Items listed in a dataset =>
------------------------------------
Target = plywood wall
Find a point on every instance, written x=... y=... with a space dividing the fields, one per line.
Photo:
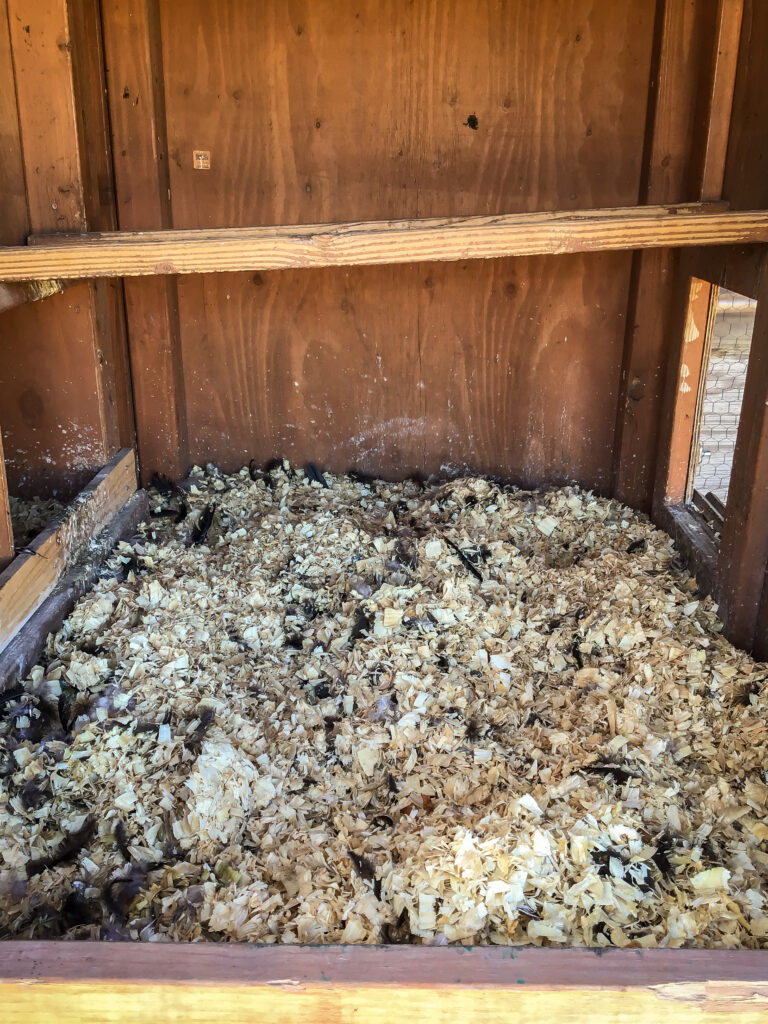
x=65 y=392
x=537 y=370
x=334 y=110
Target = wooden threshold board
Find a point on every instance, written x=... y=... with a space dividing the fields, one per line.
x=230 y=983
x=126 y=254
x=34 y=572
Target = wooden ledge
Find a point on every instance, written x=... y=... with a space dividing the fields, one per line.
x=91 y=982
x=18 y=294
x=34 y=573
x=121 y=254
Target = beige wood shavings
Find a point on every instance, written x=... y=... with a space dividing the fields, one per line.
x=378 y=713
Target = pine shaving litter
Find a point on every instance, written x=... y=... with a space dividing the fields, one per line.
x=321 y=726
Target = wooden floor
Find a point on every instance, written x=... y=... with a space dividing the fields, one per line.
x=93 y=983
------------------------------------
Retype each line of the data exactly, beginning with the first; include the line containing "Target = beige wood shavings" and stop there, skipping every picture.

Target = plywood wall
Find a point on every instance, written x=... y=... with a space dividing the fields, one per line.
Photo:
x=65 y=392
x=537 y=370
x=334 y=110
Target = wooden threshold board
Find a point on every instance, written x=... y=... with a space dividing the fields, one per line.
x=230 y=983
x=126 y=254
x=34 y=572
Target = wooden ledge
Find a point on every instance, written x=... y=... with a space dividing the fields, one per line.
x=91 y=982
x=18 y=294
x=34 y=573
x=121 y=254
Target = beige wood shavings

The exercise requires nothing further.